● **What the task asks**
Lines before the one containing "tie knot, listing" are not wanted. Transcribe that line and all after it exactly, to the end of the entries.

● **Recorded information**
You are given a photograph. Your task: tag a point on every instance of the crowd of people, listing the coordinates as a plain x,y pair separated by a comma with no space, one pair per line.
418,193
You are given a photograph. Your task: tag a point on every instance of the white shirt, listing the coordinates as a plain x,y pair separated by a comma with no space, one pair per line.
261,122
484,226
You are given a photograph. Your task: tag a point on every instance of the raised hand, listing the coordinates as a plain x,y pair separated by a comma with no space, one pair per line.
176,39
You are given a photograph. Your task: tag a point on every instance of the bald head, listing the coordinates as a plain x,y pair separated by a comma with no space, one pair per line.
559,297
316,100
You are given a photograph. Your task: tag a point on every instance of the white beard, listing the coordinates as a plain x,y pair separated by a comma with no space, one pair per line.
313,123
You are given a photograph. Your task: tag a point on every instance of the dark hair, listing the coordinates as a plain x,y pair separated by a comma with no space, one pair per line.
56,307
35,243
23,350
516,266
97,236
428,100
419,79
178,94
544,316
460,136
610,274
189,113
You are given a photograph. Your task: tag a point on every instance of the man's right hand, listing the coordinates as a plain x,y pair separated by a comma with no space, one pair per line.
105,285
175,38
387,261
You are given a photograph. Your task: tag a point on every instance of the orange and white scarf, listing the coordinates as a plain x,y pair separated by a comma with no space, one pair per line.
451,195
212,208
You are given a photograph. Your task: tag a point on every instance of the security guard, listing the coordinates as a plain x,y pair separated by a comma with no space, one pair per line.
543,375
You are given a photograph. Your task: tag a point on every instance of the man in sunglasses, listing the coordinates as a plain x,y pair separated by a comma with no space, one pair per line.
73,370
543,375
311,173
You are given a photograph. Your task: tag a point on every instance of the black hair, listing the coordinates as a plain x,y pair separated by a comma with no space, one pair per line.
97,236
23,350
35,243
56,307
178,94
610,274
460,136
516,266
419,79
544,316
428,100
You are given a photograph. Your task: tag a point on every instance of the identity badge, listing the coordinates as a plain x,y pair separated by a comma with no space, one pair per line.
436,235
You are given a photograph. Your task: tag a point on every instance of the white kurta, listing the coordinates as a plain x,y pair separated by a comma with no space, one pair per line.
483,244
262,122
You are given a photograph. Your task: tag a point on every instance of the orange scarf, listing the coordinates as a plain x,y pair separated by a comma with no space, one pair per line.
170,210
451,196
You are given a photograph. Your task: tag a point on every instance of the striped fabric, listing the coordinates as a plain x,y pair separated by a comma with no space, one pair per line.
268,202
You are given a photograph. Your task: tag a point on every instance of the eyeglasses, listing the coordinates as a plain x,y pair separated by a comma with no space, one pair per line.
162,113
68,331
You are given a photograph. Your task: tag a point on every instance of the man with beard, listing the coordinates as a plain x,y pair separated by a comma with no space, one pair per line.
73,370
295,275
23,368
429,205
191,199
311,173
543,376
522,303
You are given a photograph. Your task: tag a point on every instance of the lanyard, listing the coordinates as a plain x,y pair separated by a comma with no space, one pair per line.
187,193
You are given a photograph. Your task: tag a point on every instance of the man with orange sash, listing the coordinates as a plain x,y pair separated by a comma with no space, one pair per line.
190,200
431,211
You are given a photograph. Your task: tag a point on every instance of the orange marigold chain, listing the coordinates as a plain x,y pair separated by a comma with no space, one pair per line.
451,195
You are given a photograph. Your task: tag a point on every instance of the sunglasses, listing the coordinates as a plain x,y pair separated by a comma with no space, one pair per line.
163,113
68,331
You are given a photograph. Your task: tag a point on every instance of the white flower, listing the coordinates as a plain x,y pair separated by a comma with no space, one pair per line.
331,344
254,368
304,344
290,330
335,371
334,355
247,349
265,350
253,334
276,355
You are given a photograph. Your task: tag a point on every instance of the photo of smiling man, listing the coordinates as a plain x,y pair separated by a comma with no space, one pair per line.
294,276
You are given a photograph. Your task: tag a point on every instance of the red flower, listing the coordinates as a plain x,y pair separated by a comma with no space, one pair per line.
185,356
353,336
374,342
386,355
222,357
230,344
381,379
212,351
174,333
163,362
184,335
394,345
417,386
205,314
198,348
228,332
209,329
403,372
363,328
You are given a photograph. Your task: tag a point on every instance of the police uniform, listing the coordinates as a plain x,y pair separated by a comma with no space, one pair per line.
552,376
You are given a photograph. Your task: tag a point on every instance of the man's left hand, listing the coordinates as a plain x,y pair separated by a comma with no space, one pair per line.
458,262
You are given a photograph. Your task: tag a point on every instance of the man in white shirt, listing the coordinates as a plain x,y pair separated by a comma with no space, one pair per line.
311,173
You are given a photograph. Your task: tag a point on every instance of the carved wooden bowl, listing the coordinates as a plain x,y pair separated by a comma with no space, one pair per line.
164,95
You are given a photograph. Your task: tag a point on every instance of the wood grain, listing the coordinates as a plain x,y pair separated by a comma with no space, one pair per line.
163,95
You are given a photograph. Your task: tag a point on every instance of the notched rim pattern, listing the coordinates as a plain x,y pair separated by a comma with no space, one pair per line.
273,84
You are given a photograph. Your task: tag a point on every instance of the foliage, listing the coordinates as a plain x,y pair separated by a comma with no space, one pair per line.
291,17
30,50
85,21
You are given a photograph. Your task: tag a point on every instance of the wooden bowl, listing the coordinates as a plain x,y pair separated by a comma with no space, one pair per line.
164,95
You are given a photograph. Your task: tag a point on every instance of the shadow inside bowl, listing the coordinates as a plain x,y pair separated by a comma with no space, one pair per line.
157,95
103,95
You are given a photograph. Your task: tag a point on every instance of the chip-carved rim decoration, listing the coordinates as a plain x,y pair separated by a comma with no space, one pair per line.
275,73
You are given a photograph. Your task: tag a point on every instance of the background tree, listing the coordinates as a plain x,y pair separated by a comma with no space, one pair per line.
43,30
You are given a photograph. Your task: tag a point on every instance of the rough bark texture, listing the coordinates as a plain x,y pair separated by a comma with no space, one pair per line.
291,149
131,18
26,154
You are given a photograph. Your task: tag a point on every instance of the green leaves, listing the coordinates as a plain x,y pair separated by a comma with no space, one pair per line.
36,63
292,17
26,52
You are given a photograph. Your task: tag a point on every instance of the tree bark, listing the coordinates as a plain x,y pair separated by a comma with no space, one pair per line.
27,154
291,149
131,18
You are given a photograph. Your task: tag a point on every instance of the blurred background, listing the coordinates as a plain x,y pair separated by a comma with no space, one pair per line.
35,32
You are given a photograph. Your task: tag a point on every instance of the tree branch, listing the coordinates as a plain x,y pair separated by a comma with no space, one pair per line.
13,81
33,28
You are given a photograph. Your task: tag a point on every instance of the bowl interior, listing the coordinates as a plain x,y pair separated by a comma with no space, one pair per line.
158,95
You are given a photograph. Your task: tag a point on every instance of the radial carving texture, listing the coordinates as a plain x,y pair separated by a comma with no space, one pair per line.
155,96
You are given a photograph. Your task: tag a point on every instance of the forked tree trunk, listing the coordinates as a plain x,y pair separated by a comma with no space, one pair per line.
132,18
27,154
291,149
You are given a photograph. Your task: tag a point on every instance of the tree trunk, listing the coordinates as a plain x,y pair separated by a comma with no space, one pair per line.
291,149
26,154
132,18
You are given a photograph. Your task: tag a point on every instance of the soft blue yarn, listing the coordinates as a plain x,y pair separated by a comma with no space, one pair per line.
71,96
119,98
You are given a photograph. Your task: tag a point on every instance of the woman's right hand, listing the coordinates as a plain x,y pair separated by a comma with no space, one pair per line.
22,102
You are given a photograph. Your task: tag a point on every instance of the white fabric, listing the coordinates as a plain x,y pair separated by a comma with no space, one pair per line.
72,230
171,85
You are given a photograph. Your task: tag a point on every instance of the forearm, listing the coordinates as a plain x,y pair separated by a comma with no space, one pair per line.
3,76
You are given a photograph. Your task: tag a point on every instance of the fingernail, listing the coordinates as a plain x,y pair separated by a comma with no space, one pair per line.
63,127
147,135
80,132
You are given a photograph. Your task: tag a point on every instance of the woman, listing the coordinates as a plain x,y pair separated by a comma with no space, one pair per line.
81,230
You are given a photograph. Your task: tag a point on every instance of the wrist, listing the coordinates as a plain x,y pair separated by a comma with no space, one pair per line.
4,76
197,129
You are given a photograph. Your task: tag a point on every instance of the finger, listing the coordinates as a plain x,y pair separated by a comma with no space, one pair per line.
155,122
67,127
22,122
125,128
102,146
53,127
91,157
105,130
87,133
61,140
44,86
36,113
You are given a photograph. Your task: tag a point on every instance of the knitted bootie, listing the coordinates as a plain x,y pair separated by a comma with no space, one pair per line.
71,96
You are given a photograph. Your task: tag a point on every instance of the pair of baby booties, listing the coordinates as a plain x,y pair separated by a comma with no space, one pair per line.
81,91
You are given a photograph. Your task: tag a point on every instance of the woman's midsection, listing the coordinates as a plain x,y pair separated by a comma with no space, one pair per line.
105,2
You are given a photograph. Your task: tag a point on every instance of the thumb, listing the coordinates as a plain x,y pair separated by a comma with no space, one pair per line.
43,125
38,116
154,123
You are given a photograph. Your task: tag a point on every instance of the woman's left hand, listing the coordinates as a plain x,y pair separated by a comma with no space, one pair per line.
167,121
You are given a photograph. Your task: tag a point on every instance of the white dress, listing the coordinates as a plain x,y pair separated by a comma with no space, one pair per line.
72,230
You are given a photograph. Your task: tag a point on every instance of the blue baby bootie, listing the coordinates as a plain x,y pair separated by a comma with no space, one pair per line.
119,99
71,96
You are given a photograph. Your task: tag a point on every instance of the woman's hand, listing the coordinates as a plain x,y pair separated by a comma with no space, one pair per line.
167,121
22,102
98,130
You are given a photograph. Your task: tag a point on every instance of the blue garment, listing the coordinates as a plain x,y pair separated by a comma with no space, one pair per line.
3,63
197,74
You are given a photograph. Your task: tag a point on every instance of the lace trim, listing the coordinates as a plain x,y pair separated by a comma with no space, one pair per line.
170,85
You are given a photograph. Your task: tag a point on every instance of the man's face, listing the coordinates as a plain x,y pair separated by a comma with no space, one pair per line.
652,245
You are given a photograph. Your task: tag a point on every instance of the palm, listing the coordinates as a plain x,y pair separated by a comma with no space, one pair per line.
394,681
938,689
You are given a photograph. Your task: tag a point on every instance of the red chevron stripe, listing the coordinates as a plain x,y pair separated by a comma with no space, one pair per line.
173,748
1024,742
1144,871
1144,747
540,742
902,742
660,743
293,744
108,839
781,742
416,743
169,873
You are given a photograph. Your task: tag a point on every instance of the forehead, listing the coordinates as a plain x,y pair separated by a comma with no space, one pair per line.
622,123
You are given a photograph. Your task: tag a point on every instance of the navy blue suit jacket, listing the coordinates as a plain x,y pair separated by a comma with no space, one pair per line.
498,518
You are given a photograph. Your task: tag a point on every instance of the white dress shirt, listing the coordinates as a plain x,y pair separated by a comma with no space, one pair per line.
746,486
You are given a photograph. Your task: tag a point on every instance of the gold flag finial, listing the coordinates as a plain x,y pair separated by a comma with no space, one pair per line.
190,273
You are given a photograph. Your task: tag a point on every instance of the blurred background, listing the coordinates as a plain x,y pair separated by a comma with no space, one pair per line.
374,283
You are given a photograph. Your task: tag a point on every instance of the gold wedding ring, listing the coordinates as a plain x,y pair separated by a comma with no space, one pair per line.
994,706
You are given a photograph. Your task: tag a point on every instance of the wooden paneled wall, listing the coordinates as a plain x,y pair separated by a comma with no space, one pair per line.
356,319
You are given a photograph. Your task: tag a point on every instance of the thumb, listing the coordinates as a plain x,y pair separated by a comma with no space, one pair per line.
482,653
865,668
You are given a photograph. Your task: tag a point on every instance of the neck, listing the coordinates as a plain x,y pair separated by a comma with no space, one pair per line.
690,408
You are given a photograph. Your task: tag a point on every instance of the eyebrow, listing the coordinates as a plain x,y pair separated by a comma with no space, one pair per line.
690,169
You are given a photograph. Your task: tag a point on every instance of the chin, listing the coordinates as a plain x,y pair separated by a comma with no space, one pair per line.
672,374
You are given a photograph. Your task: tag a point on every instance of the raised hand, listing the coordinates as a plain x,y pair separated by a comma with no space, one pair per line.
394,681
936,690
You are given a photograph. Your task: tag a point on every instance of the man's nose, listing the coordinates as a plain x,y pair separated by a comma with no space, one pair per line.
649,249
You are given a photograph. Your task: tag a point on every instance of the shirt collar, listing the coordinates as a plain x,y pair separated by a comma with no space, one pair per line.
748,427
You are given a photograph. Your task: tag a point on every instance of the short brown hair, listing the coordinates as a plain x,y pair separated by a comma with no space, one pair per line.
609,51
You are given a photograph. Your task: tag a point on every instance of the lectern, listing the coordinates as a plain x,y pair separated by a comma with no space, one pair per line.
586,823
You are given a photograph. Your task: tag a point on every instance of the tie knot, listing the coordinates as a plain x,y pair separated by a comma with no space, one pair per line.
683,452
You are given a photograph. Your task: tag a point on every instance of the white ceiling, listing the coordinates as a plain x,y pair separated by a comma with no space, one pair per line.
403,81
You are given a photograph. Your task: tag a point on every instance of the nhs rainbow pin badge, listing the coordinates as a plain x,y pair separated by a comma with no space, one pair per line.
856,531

● **Expected answer**
You are given a photograph. Your task: tag a point on every instance of the tie knot, listing the coordinates as a plain x,y pair separated by a comma with no space, one pair per line.
683,452
You are given a photograph. Your task: tag a point on every instance of the white ceiling, listing the coordinates as a plain x,y pair separated by a comma with no space, one pair per line.
403,81
You are given a photograph. Your task: tag a point on every instance of the nhs rainbow pin badge, listing the coordinates as a plain x,y pair separated by a comma with no space, one pair per line.
856,531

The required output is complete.